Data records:
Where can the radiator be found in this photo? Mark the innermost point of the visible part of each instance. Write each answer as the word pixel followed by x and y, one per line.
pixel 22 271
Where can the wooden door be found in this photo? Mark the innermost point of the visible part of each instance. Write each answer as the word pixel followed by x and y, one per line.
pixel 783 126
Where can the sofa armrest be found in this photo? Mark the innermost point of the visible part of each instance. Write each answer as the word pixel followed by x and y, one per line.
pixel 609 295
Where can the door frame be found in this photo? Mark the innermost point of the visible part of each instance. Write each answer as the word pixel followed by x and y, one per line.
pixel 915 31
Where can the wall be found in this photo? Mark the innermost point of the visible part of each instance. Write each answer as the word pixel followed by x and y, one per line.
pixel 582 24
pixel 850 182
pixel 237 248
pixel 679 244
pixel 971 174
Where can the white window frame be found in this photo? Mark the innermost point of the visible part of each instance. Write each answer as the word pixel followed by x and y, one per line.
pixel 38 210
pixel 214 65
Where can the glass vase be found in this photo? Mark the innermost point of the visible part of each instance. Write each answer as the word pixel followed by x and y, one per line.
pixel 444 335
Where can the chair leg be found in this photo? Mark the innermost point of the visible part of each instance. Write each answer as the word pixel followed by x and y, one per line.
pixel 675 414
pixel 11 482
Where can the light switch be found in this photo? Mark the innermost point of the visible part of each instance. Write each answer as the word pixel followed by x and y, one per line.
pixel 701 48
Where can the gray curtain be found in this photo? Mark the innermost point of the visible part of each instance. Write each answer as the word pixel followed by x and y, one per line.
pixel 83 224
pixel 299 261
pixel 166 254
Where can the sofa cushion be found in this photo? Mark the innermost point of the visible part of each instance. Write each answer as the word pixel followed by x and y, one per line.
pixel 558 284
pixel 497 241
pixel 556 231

Task ->
Rewrite the entire listing, replacing each occurrence of "innermost" with "most central" and keeping everything else the same.

Exercise result ->
Where can the radiator be found in this photo? Mark the most central point of the visible part of each instance. Write each answer as the word pixel followed by x and y, one per line.
pixel 22 271
Where can the wooden door be found in this photo? Mark the most central point of the visible part of each instance. Write each answer as the word pixel followed by x and y, one per line.
pixel 783 126
Where can the sofa armrest be found in this photo? Mark the most central point of the visible part of each instance. Write each answer as the word pixel followed by x and y, one per line.
pixel 609 295
Where can the door frame be found in this photo? Mark the most central point of the visible part of each instance. Write each answer as the word pixel followed by x and y, one per line.
pixel 915 31
Where can the wall be found in this photo? Mark the most central point of the visible part of each instance. Write each answer as the word pixel followed by x and y, one per line.
pixel 582 24
pixel 850 182
pixel 237 248
pixel 679 244
pixel 971 174
Where can the white window frame be found in this photo? Mark the most central point of the visible part of each instance. Write each answer as the word pixel followed by x and y, one per line.
pixel 38 210
pixel 214 65
Where can the glass vase be found in this photo? Mark the most central point of the visible part of each instance. Write each answer as the word pixel followed by x and y, one per line.
pixel 444 335
Where can the chair leg be found in this photo? Mark the most central point of the visible part of each instance. Write each answer as the word pixel followed by x and y, one per line.
pixel 675 414
pixel 11 482
Where can the light switch be found in this photo? Mark the most central point of the visible part of each instance. Write each answer as the word pixel followed by x and y, one per line.
pixel 701 48
Where can the gray curtain be found in this photo? Mark the most central point of the visible part of each instance. Write each answer as the word pixel followed by x and y, one per line.
pixel 83 224
pixel 299 261
pixel 166 254
Where can the sofa cushion be found in this photo? Mark the most central point of the visible part of each instance. Write each answer as the word pixel followed by x and y, one per line.
pixel 558 284
pixel 497 241
pixel 556 231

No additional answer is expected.